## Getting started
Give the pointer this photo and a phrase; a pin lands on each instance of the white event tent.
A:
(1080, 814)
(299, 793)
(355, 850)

#### TASK OBJECTIVE
Give the records back in full, word for word.

#### TASK RESULT
## Getting started
Give the pointer this photo and a phrase; a pin lands on each instance of the white event tent.
A:
(1080, 814)
(299, 793)
(355, 850)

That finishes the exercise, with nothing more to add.